◆ AIM OF THE EXERCISE: Pull out every line in the records that contains the word "breaking", and copy each one in full.

◆ DATA FOR PROCESSING:

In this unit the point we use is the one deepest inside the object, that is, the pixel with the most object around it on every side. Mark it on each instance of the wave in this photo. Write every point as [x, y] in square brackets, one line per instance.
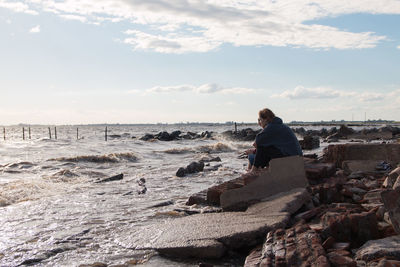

...

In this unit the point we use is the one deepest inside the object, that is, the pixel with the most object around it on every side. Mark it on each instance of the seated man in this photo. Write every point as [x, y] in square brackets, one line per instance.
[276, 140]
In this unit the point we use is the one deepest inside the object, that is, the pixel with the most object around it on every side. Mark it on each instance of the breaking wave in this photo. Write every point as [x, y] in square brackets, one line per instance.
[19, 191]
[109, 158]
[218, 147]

◆ RESULT OF THIS TASK:
In this unit the point we use is the one deepest inside the object, that is, the pixel with the most object around it on every side. Mark it on each instance of the breaking wave in this photo. Write every point as [x, y] in square brackets, one line per instance.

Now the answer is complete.